-- START OF Material supplied --

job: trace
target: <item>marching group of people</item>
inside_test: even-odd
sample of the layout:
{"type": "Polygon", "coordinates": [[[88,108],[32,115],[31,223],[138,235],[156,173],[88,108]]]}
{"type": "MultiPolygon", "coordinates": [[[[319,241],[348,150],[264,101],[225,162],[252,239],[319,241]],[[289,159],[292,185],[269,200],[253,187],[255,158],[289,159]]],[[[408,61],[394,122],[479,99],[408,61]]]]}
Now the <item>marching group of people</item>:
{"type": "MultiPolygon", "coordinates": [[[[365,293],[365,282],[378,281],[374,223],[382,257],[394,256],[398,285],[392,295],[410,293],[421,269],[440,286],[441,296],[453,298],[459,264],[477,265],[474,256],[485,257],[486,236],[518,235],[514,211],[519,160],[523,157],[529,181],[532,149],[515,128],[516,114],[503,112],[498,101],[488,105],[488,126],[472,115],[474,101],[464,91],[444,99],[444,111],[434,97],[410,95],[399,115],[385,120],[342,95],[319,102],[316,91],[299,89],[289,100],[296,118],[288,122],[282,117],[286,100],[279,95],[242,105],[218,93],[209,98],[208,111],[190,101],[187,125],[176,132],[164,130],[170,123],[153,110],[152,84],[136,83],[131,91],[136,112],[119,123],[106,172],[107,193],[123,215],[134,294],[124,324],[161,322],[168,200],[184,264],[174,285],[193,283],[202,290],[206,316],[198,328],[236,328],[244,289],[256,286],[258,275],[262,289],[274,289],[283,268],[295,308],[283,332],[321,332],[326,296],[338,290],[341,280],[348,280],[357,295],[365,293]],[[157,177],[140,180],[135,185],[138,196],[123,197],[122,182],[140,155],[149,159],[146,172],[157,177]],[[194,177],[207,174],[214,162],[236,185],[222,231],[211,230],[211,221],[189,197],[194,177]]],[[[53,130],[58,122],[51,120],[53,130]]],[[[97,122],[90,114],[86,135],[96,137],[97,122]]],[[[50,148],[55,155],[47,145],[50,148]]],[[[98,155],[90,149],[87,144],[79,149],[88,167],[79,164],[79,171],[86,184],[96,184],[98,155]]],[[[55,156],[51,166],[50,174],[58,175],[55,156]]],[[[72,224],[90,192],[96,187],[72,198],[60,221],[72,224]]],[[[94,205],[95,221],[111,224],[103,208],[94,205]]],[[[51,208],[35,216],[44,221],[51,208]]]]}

-- END OF Material supplied --

● **Problem details**
Reproduce verbatim every line from the start of the records through the line containing "Now the <item>marching", including both of those lines.

● **Answer to this task**
job: trace
target: <item>marching group of people</item>
inside_test: even-odd
sample of the layout:
{"type": "Polygon", "coordinates": [[[88,108],[32,115],[31,223],[138,235],[156,173],[88,108]]]}
{"type": "MultiPolygon", "coordinates": [[[[319,241],[348,150],[264,101],[225,162],[252,239],[319,241]],[[289,159],[292,185],[269,200],[253,187],[255,158],[289,159]]],[[[408,61],[394,122],[479,99],[408,61]]]]}
Now the <item>marching group of people</item>:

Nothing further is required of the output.